[Input]:
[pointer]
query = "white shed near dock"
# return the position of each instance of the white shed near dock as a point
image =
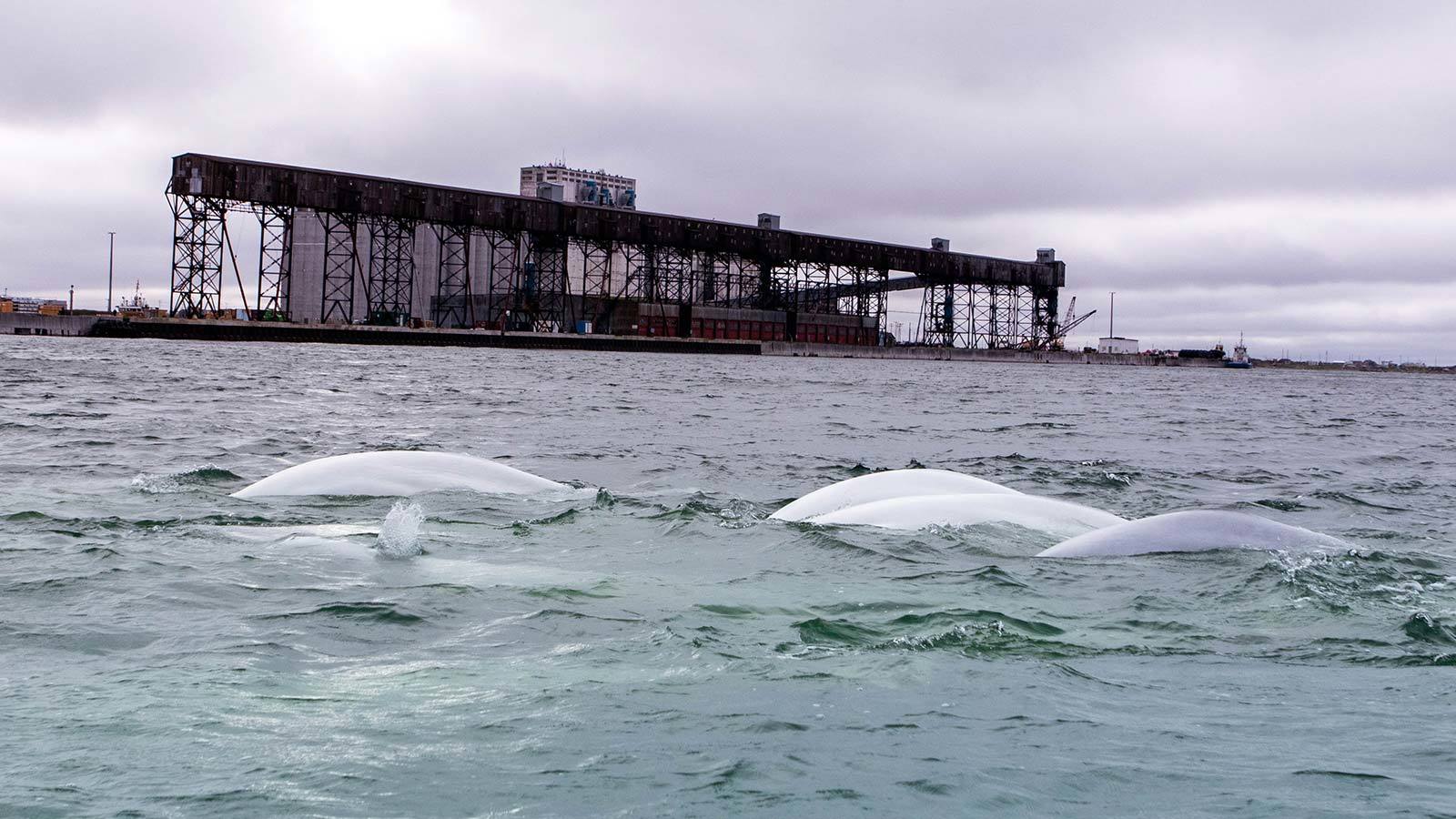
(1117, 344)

...

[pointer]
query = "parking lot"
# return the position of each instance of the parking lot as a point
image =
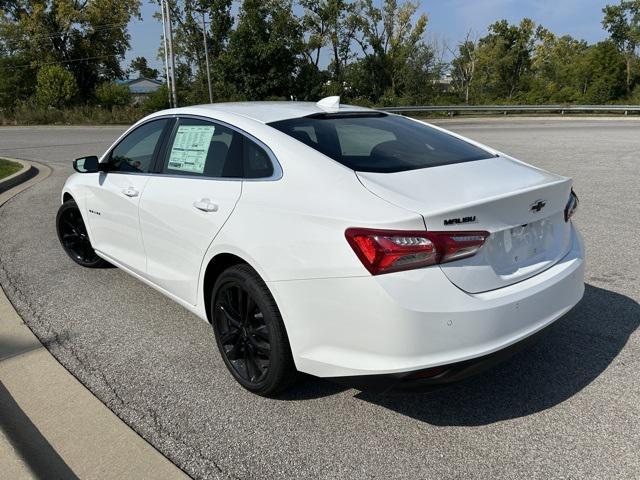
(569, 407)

...

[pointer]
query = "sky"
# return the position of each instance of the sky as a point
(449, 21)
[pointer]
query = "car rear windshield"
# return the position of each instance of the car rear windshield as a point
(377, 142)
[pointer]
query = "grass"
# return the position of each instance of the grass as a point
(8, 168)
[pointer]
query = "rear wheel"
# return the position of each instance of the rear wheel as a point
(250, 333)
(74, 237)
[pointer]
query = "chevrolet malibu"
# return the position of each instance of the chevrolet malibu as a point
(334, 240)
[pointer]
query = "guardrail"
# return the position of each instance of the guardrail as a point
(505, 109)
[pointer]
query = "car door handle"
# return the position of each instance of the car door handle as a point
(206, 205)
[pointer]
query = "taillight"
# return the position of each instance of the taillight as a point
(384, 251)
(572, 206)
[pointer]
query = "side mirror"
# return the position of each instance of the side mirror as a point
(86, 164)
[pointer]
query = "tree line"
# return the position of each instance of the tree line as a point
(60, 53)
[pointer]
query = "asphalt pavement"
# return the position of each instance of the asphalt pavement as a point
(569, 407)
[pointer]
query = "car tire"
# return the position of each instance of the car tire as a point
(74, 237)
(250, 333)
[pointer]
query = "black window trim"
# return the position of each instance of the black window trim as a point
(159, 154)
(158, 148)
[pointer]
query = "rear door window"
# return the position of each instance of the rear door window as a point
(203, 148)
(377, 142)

[Task to complete]:
List every line in the records above that contains the word "windshield", copying each such line in full. Case counts.

[Answer to this exercise]:
query = "car rear windshield"
# return the position of each instance of the car rear windshield as a point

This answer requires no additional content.